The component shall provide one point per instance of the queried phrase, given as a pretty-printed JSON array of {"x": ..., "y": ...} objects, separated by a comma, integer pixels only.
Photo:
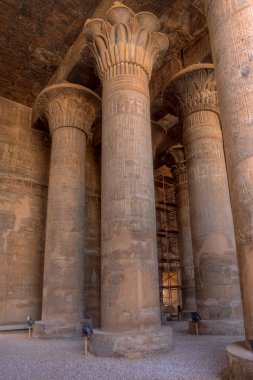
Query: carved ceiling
[{"x": 35, "y": 36}]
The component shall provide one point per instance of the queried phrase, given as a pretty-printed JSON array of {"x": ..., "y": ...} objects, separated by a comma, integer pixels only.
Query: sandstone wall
[
  {"x": 24, "y": 168},
  {"x": 24, "y": 171}
]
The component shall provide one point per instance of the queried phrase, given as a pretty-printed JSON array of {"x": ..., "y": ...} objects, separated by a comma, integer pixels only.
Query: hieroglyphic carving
[
  {"x": 69, "y": 111},
  {"x": 68, "y": 105},
  {"x": 125, "y": 43},
  {"x": 192, "y": 90},
  {"x": 230, "y": 26}
]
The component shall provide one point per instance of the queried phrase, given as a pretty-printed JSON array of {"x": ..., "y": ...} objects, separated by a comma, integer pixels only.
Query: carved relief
[
  {"x": 68, "y": 105},
  {"x": 124, "y": 43},
  {"x": 192, "y": 90}
]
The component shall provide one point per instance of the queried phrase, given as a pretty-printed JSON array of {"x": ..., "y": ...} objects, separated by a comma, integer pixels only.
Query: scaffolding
[{"x": 167, "y": 242}]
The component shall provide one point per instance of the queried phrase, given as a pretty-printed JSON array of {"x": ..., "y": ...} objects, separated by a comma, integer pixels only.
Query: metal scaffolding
[{"x": 167, "y": 243}]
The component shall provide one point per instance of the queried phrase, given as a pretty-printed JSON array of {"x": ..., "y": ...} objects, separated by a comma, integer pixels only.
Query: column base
[
  {"x": 131, "y": 345},
  {"x": 217, "y": 327},
  {"x": 56, "y": 330},
  {"x": 240, "y": 361}
]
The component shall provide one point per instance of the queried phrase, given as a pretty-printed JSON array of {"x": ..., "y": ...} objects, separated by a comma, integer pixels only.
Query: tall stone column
[
  {"x": 184, "y": 228},
  {"x": 230, "y": 26},
  {"x": 193, "y": 92},
  {"x": 69, "y": 111},
  {"x": 124, "y": 45}
]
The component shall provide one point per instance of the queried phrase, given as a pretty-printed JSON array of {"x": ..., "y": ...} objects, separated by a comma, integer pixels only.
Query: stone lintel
[
  {"x": 67, "y": 105},
  {"x": 218, "y": 327},
  {"x": 56, "y": 329},
  {"x": 193, "y": 89},
  {"x": 131, "y": 345}
]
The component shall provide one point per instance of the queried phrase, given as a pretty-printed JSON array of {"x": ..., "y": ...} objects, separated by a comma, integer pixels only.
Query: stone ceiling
[{"x": 36, "y": 34}]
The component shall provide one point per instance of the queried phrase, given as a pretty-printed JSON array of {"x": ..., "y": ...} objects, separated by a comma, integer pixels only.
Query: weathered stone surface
[
  {"x": 184, "y": 227},
  {"x": 70, "y": 111},
  {"x": 218, "y": 327},
  {"x": 216, "y": 272},
  {"x": 24, "y": 168},
  {"x": 129, "y": 287},
  {"x": 240, "y": 361},
  {"x": 92, "y": 240},
  {"x": 231, "y": 30},
  {"x": 130, "y": 344}
]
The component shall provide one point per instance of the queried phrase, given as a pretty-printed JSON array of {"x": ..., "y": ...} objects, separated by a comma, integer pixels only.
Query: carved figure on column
[
  {"x": 125, "y": 45},
  {"x": 69, "y": 110},
  {"x": 230, "y": 25},
  {"x": 177, "y": 161},
  {"x": 193, "y": 93}
]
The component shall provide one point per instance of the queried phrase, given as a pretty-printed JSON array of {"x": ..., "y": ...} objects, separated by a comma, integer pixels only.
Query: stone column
[
  {"x": 230, "y": 26},
  {"x": 184, "y": 228},
  {"x": 193, "y": 92},
  {"x": 124, "y": 45},
  {"x": 69, "y": 110}
]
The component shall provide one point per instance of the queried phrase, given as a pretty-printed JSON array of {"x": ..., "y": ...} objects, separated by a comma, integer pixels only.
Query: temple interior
[{"x": 126, "y": 172}]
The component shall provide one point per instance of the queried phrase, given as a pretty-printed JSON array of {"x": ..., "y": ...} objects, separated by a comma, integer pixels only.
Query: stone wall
[
  {"x": 24, "y": 168},
  {"x": 24, "y": 171}
]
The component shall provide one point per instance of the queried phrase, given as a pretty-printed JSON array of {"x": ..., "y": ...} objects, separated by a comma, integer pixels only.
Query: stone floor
[{"x": 193, "y": 358}]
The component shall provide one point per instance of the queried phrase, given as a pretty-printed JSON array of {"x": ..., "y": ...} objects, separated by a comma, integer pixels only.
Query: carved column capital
[
  {"x": 193, "y": 89},
  {"x": 67, "y": 105},
  {"x": 124, "y": 43}
]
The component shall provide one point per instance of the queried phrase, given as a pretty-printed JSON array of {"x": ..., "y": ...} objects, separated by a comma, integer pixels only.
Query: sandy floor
[{"x": 193, "y": 358}]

Your task: Your task is to repeat the data above exactly while excluding the pictures.

Exercise output:
The component shall provide one point per instance of the queried phrase, given as a pretty-printed JSON array of {"x": ..., "y": ...} objects, separated by a comma, integer pixels only.
Photo:
Query: carved ceiling
[{"x": 35, "y": 36}]
The component shall provide one point per instance of the queried phrase, given as a pretty-printed JSON array of {"x": ..., "y": ...} objects, separated by a comma, integer pixels only.
Query: sandstone wall
[
  {"x": 24, "y": 168},
  {"x": 24, "y": 171}
]
The component shall provide one point per instance of the queried phrase, given as a pretty-printed JSON array of {"x": ..., "y": ...} objects, separated by a comma, integer pixels only.
Query: hieroglyphic carving
[
  {"x": 69, "y": 111},
  {"x": 68, "y": 105},
  {"x": 125, "y": 43},
  {"x": 192, "y": 90},
  {"x": 230, "y": 26}
]
The component shall provide one point per instance of the queried phrase, given as a pretty-printed JSON array of {"x": ..., "y": ...} objects, separated by a comma, integer pixels only.
Query: carved relief
[
  {"x": 68, "y": 105},
  {"x": 124, "y": 43},
  {"x": 192, "y": 90}
]
The component shall provide one point per instance of the queried phrase, given as a pretty-printed JSON array of {"x": ..., "y": ...} objects, separated by a comma, integer pixels only.
Query: scaffolding
[{"x": 167, "y": 242}]
The component shall provide one point per instance of the queried phrase, given as a pretty-printed JSON array of {"x": ..., "y": ...} objects, separated by a comma, integer pixels only.
Query: metal scaffolding
[{"x": 167, "y": 243}]
The component shall provide one point per instance of the queried phrase, given as a pretty-printed JSON array of {"x": ..., "y": ...} objects, separated by a comma, integer pixels only.
Query: column base
[
  {"x": 131, "y": 345},
  {"x": 217, "y": 327},
  {"x": 56, "y": 330},
  {"x": 240, "y": 361}
]
The component shall provide one point per instance of the queried phrase, given as a pretty-printed JSON array of {"x": ..., "y": ...} objects, separated by a comma, integer pixels only.
Query: tall stone column
[
  {"x": 184, "y": 228},
  {"x": 230, "y": 26},
  {"x": 193, "y": 92},
  {"x": 69, "y": 111},
  {"x": 124, "y": 45}
]
The component shall provide one point per instance of the queried phrase, given as a pretty-printed JSON array of {"x": ..., "y": ...} objects, separated by a comma, integer pixels only.
Query: stone lintel
[
  {"x": 67, "y": 105},
  {"x": 218, "y": 327},
  {"x": 56, "y": 329},
  {"x": 193, "y": 89},
  {"x": 131, "y": 345}
]
The component shall provide one point per instance of the queried phrase, given as a pretty-printed JSON array of {"x": ..., "y": ...} objects, separated by a comma, integer pixels only.
Query: stone ceiling
[{"x": 36, "y": 34}]
The component shall provide one point per instance of the queried phrase, given as a pretty-printed JSON array of {"x": ..., "y": ...} objects, separated by a comma, integer pixels only.
Query: weathered stone surface
[
  {"x": 184, "y": 227},
  {"x": 70, "y": 111},
  {"x": 218, "y": 327},
  {"x": 216, "y": 272},
  {"x": 24, "y": 168},
  {"x": 129, "y": 287},
  {"x": 240, "y": 361},
  {"x": 92, "y": 240},
  {"x": 231, "y": 30},
  {"x": 130, "y": 344}
]
The component shall provide one point per instance of the queried phrase, given as a pretty-printed JSON array of {"x": ..., "y": ...} objects, separated by a comma, integer pixels only.
Query: carved figure on column
[
  {"x": 125, "y": 45},
  {"x": 69, "y": 110},
  {"x": 230, "y": 25},
  {"x": 177, "y": 161},
  {"x": 193, "y": 93}
]
The component shall provide one point per instance of the queried phrase, given as a pretty-printed JSON array of {"x": ..., "y": ...} objects, separated by a comma, integer pixels only.
Query: stone column
[
  {"x": 230, "y": 26},
  {"x": 184, "y": 228},
  {"x": 193, "y": 92},
  {"x": 124, "y": 45},
  {"x": 69, "y": 110}
]
The component shall provide one point per instance of the queried phrase, given as a pretty-printed JSON array of {"x": ..., "y": ...} objects, separated by a comma, integer pixels only.
Query: temple interior
[{"x": 126, "y": 172}]
The component shall provide one point per instance of the queried phrase, given as a pretty-printed JSON array of {"x": ..., "y": ...} objects, separated by a comma, integer pixels only.
Query: stone wall
[
  {"x": 24, "y": 168},
  {"x": 24, "y": 171}
]
The component shall provide one point per instance of the queried phrase, given as a pretty-printed JSON array of {"x": ..., "y": ...} objects, separated by a comma, integer pixels only.
Query: stone floor
[{"x": 193, "y": 358}]
The component shall provide one point per instance of the queried phrase, given as a pretty-printed JSON array of {"x": ..., "y": ...} objects, separated by a comma, integer pixels only.
Query: carved column capital
[
  {"x": 193, "y": 89},
  {"x": 67, "y": 105},
  {"x": 124, "y": 43}
]
The component shall provide one point per instance of the queried phrase, given as a pretty-printed JSON array of {"x": ..., "y": ...} objects, separated by a comma, integer pixels only.
Query: sandy floor
[{"x": 193, "y": 358}]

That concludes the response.